## Text excerpt
Member of the Illinois Senate from the 17th district
- In office 1882 – 1886
- Preceded by: Samuel R. Lewis
- Succeeded by: Charles F. Greenwood

Member of the Illinois House of Representatives
- In office 1873-1883

Personal details
- Born: August 17, 1831 Hinesburg, Vermont
- Died: August 22, 1916 (aged 85)
- Party: Republican
- Spouse: Julia N. Reading
- Profession: Merchant

= Lyman Beecher Ray =

American politician

Lyman Beecher Ray (August 17, 1831 – August 22, 1916) was an American politician from Vermont. After learning the merchant trade, Ray moved west to Kane County, Illinois, working in a shop for three years. He later opened a store in Morris, Illinois, operating it for thirty-three years and become a prominent citizen there. He was elected to one term in the Illinois House of Representatives and the Illinois Senate. In 1888, Ray was elected Lieutenant Governor of Illinois.

==Biography==
Lyman Beecher Ray was born in Hinesburg, Vermont, on August 17, 1831. He was raised on the family farm and first attended public schools before receiving education at a private academy. He then taught school for several years, then worked for a year as a merchant's clerk. In 1852, he decided to move to Kane County, Illinois, and found work in a general store. Three years later, he moved to Morris, Illinois, where he opened a store. Ray would run the Morris store for thirty-three years.

## Required actions
1. Print the passage on Lyman Beecher Ray, everything from "Member of the Illinois Senate" down to "1916 (aged 85)".
2. Answer these questions from the passage on Lyman Beecher Ray:
(a) Who preceded Ray as member of the Illinois Senate from the 17th district?
(b) What was Ray's political party?
(c) In what year did Ray decide to move to Kane County, Illinois?
3. Name every person the passage on Lyman Beecher Ray mentions other than Ray himself.

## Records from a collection

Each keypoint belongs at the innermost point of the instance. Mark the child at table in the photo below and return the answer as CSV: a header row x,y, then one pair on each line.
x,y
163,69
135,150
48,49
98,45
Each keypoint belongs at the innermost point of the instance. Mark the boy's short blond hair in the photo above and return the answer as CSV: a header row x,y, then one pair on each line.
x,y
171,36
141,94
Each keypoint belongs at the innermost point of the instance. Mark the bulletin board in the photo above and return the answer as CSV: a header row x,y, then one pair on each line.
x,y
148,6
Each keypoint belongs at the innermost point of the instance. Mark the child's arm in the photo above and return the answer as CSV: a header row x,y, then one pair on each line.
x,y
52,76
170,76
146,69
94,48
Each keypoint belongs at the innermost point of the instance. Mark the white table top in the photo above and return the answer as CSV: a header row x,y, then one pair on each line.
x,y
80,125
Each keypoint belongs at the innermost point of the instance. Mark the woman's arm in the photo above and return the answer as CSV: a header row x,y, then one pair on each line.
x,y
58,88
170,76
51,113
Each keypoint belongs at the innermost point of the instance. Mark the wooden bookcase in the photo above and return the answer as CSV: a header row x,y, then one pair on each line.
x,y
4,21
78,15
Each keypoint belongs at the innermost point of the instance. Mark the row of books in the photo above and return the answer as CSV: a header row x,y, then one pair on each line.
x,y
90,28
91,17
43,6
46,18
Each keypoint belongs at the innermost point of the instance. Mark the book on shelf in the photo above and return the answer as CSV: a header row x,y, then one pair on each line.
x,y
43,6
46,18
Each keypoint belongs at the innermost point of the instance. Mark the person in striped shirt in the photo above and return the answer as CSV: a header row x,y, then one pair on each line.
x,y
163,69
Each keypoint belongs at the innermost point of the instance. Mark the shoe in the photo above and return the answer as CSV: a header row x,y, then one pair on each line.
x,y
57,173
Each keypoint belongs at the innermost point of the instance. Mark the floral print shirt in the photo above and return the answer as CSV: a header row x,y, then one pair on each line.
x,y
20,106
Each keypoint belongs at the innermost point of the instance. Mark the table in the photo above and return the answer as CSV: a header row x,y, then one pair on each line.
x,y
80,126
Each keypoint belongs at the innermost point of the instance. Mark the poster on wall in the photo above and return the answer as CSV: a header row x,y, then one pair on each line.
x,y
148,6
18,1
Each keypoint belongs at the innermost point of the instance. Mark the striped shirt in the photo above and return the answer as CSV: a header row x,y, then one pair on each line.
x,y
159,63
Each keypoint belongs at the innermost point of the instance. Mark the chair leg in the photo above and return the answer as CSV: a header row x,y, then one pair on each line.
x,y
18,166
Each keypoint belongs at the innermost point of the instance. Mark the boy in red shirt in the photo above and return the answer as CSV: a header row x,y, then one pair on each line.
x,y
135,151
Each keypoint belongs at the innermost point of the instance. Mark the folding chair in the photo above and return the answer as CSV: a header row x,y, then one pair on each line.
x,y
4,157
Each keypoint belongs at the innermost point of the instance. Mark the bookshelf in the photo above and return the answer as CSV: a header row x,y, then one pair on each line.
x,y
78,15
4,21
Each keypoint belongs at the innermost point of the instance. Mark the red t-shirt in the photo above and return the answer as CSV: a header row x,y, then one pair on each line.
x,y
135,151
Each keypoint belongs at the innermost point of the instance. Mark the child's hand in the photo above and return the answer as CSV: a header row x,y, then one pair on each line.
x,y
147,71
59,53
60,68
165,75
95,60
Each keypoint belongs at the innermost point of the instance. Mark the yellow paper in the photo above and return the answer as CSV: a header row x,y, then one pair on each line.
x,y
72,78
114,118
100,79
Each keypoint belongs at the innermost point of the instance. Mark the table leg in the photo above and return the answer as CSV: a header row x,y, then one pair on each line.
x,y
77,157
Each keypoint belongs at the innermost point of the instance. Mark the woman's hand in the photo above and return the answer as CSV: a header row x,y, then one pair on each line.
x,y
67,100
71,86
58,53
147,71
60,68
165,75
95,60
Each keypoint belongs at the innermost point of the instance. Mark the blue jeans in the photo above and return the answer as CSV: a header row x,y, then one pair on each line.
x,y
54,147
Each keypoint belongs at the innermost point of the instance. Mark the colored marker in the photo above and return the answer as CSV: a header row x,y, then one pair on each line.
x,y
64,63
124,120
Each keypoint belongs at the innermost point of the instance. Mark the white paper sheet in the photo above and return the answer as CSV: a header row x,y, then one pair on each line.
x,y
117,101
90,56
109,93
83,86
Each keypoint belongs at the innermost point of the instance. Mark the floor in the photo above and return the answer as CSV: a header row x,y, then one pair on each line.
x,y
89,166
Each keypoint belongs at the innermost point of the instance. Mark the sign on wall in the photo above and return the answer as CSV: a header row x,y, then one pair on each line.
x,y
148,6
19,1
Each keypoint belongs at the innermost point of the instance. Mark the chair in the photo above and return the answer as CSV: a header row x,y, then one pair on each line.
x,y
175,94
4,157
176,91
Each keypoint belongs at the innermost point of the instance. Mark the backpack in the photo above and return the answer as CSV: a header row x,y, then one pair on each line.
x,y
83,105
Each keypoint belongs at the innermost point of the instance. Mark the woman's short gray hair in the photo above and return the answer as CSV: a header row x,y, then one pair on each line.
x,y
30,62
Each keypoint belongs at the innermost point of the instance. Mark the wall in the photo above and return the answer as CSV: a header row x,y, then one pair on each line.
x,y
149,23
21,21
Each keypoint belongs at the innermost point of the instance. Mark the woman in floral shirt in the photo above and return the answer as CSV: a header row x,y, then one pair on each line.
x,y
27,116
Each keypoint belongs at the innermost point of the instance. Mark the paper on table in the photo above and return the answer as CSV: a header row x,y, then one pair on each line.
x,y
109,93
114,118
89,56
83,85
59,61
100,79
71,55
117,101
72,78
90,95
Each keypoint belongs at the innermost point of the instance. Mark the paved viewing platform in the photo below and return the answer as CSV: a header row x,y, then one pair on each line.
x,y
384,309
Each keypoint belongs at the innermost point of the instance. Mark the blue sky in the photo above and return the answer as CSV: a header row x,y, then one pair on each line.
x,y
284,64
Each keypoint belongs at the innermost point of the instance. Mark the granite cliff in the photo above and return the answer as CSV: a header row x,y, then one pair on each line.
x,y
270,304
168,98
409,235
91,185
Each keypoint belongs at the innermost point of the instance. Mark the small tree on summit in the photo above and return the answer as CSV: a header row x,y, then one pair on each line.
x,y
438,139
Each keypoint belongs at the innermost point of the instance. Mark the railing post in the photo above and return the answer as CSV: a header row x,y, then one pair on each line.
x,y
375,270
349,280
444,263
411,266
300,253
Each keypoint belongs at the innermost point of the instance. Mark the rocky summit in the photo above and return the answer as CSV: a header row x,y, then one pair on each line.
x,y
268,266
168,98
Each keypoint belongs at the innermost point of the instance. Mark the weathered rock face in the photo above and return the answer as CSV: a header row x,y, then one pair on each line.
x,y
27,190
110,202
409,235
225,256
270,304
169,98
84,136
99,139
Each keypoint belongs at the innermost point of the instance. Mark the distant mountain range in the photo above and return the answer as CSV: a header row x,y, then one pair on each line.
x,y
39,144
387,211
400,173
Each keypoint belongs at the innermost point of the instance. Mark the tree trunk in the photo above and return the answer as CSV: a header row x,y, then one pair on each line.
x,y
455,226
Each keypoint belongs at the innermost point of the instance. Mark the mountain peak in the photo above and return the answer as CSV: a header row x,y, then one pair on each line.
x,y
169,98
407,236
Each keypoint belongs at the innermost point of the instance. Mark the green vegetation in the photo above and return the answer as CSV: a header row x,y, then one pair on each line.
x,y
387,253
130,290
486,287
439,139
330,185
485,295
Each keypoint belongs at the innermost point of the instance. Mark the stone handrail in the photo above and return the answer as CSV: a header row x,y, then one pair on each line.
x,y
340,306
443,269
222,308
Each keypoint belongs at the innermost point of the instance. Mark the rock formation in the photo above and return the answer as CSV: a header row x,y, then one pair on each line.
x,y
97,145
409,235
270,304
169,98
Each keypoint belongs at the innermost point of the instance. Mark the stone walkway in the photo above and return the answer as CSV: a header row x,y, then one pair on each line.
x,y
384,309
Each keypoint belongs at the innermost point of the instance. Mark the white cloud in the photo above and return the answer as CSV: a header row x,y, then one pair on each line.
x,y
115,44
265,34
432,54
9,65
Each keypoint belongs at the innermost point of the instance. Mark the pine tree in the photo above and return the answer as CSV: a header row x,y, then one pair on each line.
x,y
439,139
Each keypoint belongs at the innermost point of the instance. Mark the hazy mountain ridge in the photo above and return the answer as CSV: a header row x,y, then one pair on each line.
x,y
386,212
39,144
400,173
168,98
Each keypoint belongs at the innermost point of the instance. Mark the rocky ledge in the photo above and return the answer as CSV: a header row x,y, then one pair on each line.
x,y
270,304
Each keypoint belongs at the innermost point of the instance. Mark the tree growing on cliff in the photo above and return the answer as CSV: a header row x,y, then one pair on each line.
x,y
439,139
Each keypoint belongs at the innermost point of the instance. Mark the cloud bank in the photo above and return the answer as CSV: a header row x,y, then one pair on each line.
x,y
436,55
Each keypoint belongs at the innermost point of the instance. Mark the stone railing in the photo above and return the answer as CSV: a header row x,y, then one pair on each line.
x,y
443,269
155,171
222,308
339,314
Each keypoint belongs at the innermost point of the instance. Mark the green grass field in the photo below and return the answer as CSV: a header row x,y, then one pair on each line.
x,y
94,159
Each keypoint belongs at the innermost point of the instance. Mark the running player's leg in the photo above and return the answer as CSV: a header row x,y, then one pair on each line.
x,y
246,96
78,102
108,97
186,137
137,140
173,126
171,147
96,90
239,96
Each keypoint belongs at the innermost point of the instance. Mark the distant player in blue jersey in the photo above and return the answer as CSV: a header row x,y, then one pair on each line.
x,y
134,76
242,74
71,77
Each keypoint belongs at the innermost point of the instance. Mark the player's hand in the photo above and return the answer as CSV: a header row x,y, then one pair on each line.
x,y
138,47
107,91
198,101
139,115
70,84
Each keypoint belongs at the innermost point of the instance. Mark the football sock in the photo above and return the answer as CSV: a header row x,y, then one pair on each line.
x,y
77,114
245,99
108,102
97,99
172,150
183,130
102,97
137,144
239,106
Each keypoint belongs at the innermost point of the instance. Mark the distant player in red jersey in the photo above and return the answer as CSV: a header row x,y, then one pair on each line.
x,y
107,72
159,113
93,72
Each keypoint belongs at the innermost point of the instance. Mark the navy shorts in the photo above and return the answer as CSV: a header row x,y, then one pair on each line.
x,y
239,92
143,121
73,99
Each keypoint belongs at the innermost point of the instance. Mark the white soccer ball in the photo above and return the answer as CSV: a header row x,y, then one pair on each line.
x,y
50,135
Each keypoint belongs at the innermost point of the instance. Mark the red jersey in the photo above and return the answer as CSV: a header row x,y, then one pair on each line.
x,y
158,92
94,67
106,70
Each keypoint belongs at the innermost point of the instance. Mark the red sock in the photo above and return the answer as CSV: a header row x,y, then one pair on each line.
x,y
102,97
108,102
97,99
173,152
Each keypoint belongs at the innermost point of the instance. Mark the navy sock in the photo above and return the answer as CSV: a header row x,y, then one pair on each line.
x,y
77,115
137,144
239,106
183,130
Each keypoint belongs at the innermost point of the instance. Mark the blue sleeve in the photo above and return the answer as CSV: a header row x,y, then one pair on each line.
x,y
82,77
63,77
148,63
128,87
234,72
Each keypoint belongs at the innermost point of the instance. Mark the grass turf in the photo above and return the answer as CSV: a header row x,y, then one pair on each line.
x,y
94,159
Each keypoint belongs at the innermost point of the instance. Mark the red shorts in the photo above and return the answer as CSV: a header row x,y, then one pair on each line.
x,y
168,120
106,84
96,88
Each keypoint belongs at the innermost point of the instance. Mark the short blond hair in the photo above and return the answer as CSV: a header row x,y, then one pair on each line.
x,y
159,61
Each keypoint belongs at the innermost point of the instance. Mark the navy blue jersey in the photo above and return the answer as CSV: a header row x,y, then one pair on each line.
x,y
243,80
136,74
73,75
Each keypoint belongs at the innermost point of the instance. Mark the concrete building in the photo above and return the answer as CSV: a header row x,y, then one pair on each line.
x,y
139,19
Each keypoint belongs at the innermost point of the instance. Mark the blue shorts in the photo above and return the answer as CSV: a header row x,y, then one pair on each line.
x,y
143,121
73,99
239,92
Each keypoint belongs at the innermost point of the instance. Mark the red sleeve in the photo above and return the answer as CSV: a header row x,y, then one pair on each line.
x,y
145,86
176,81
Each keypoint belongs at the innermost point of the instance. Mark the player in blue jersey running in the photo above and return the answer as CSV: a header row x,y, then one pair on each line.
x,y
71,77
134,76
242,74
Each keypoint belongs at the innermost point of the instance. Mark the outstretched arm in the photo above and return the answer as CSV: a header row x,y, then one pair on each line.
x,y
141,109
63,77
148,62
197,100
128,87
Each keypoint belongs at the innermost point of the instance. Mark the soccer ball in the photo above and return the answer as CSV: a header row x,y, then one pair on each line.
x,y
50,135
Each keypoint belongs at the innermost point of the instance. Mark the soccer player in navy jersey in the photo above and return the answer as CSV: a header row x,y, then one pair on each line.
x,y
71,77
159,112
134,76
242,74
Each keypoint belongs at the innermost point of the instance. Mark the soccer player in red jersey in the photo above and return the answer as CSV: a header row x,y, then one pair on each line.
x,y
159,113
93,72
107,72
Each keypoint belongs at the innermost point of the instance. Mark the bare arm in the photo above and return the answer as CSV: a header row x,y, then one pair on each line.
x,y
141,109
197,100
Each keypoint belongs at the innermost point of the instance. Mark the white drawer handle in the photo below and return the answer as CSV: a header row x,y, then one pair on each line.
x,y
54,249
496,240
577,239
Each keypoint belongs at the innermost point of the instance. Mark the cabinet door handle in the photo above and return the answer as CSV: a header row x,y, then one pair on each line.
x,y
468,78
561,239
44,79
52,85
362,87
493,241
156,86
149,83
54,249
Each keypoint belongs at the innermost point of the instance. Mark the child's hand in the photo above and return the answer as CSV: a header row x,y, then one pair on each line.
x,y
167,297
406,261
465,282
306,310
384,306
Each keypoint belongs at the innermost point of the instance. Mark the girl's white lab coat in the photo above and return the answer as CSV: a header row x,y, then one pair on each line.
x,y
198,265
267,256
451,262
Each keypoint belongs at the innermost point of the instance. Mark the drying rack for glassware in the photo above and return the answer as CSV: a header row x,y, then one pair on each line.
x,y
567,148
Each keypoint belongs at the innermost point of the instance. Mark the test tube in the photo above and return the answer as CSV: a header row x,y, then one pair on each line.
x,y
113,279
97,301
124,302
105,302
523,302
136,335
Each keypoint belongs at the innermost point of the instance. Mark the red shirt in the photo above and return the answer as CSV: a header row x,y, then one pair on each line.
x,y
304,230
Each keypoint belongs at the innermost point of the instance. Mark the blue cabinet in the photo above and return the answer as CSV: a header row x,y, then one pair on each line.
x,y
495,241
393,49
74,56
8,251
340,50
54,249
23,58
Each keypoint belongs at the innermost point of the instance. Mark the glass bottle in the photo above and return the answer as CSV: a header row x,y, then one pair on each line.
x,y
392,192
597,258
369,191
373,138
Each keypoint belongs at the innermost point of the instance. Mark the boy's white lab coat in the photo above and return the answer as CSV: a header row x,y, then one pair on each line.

## Exercise responses
1.
Member of the Illinois Senate from the 17th district
- In office 1882 – 1886
- Preceded by: Samuel R. Lewis
- Succeeded by: Charles F. Greenwood

Member of the Illinois House of Representatives
- In office 1873-1883

Personal details
- Born: August 17, 1831 Hinesburg, Vermont
- Died: August 22, 1916 (aged 85)

2.
(a) Samuel R. Lewis
(b) Republican
(c) 1852

3. Samuel R. Lewis, Charles F. Greenwood, Julia N. Reading